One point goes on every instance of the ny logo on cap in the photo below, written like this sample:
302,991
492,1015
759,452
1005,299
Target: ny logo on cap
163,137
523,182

________________

## DIRECTIONS
Your reply should consist of all the records, set down exactly.

## EXERCISE RESULT
One point goes on every instance of the ny logo on cap in the photo below, written like this sample:
302,991
492,1015
759,452
1005,299
Target: ny logo on cap
163,137
523,182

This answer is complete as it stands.